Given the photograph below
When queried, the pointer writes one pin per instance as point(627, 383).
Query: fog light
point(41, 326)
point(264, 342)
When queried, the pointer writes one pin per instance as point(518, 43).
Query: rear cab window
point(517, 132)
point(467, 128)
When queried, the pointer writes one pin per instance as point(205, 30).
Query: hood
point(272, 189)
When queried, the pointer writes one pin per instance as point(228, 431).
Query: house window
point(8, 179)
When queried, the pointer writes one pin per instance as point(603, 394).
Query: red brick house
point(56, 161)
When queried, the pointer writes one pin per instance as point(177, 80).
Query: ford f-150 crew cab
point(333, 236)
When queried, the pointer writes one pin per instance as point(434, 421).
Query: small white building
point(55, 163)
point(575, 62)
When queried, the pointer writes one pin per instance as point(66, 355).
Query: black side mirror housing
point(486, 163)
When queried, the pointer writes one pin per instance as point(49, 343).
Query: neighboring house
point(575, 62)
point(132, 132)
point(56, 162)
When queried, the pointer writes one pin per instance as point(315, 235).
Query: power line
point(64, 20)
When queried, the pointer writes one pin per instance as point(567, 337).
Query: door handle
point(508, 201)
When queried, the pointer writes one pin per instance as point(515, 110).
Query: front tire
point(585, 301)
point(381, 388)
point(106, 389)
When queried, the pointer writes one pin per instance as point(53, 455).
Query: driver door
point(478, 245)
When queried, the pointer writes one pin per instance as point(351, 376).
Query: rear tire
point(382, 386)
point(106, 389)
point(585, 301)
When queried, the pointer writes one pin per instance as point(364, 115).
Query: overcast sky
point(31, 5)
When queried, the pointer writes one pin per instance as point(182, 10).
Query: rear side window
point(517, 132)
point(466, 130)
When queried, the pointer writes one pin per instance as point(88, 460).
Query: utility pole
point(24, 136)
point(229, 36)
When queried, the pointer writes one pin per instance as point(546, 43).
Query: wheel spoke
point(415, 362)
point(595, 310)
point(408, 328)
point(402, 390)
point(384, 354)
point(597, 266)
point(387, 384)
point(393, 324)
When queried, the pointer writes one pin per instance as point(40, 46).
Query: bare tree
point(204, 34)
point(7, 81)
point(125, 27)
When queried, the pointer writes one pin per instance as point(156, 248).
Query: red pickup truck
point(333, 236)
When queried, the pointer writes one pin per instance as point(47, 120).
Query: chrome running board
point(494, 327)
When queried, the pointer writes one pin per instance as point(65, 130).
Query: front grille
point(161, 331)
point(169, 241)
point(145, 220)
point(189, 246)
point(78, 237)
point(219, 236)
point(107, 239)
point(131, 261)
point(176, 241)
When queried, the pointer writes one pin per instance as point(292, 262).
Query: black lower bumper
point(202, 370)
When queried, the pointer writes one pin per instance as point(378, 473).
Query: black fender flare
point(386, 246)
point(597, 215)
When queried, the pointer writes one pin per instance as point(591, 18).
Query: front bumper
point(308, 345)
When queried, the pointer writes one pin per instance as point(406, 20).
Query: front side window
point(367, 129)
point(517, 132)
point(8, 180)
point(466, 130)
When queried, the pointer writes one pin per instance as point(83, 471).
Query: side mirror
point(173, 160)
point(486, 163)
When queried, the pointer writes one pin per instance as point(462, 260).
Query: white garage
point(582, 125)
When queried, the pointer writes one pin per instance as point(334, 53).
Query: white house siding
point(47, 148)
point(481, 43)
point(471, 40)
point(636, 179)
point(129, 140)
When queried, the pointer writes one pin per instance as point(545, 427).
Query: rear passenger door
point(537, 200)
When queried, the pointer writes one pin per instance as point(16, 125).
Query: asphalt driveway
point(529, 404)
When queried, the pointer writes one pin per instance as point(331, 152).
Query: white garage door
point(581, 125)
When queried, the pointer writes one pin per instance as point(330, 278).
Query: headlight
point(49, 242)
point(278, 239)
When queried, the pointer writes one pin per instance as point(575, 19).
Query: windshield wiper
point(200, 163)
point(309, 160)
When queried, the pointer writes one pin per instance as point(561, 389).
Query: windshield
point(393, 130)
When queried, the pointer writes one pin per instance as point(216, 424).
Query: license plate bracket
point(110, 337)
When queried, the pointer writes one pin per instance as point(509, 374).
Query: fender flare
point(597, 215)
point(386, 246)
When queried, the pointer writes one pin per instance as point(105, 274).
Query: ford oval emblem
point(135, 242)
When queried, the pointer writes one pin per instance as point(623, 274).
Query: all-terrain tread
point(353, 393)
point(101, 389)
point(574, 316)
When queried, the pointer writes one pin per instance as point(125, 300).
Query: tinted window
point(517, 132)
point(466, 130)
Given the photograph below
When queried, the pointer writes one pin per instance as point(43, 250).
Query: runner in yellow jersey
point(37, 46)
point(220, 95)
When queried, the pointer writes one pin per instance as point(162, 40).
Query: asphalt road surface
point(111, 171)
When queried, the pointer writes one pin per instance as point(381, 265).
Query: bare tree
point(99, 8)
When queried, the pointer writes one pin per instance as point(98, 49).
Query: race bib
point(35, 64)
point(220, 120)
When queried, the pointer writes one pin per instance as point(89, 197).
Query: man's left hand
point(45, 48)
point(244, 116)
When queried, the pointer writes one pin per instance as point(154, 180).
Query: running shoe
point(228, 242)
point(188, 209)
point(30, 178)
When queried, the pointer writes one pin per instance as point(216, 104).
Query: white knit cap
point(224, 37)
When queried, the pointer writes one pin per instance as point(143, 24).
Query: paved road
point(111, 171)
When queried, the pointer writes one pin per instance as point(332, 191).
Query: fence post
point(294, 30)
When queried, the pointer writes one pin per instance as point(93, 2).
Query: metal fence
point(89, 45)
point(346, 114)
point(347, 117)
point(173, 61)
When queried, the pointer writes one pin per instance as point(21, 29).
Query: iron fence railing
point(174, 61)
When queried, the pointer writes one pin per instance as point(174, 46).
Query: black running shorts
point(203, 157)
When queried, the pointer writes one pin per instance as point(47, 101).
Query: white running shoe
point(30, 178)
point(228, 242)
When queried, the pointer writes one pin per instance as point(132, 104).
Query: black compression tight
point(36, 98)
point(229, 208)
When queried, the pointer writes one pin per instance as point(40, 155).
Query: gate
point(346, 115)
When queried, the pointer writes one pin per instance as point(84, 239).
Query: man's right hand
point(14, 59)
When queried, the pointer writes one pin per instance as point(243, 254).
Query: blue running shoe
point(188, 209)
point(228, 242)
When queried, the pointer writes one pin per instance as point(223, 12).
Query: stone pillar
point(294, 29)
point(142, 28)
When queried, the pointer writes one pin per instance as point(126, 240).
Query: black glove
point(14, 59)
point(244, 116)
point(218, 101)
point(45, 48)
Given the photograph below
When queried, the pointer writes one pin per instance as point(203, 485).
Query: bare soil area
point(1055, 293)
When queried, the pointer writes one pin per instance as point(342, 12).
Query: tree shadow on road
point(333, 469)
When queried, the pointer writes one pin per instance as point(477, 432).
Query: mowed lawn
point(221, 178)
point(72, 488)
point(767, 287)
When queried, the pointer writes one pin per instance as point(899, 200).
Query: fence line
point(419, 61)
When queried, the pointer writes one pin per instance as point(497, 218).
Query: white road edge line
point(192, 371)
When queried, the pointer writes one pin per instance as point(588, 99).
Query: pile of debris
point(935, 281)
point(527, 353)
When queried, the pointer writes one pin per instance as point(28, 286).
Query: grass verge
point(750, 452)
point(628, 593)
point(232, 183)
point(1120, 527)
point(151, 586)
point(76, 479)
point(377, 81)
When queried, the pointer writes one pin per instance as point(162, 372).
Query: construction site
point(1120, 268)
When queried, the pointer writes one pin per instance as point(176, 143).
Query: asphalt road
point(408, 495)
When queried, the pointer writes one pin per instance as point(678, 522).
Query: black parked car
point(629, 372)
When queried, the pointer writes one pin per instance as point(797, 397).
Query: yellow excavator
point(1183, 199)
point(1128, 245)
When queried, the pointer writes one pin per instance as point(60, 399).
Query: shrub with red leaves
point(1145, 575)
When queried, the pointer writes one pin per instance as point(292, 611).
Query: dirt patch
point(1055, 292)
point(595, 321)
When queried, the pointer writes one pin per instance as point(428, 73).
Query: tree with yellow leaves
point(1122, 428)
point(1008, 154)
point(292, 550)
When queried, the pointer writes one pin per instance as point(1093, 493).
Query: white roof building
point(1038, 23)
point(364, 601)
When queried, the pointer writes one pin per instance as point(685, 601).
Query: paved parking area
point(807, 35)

**********

Goal:
Put the part of the rows above that opens with the line containing "as point(105, 274)." and closes with the line containing "point(173, 61)", both included, into a numbered list, one line per item and blank lines left out.

Result:
1. When queried, the pointer writes one pin per instance as point(105, 274).
2. Query: ford oval emblem
3. point(135, 242)
4. When queried, the pointer writes one pin per instance as point(623, 274).
5. Query: all-terrain tread
6. point(353, 393)
7. point(101, 389)
8. point(574, 316)
9. When queried, the pointer writes one pin per instance as point(125, 300).
10. Query: tinted window
11. point(517, 132)
12. point(466, 130)
13. Given the photograph below
14. When queried, the pointer writes one pin per instance as point(43, 250).
15. Query: runner in yellow jersey
16. point(37, 46)
17. point(220, 95)
18. When queried, the pointer writes one pin per instance as point(162, 40).
19. Query: asphalt road surface
20. point(111, 171)
21. When queried, the pointer writes one pin per instance as point(381, 265).
22. Query: bare tree
23. point(99, 8)
24. When queried, the pointer writes one pin per instance as point(98, 49).
25. Query: race bib
26. point(35, 64)
27. point(220, 120)
28. When queried, the pointer writes one pin per instance as point(89, 197).
29. Query: man's left hand
30. point(45, 48)
31. point(244, 116)
32. When queried, the pointer writes one pin per instance as point(154, 180).
33. Query: running shoe
34. point(228, 242)
35. point(188, 209)
36. point(30, 178)
37. When queried, the pointer writes one pin per instance as point(216, 104).
38. Query: white knit cap
39. point(224, 37)
40. When queried, the pointer writes one pin per instance as point(143, 24).
41. Query: paved road
42. point(111, 171)
43. When queried, the pointer writes one pin per instance as point(332, 191).
44. Query: fence post
45. point(294, 30)
46. When queried, the pointer writes one pin per instance as point(93, 2).
47. Query: metal fence
48. point(89, 45)
49. point(346, 114)
50. point(347, 117)
51. point(173, 61)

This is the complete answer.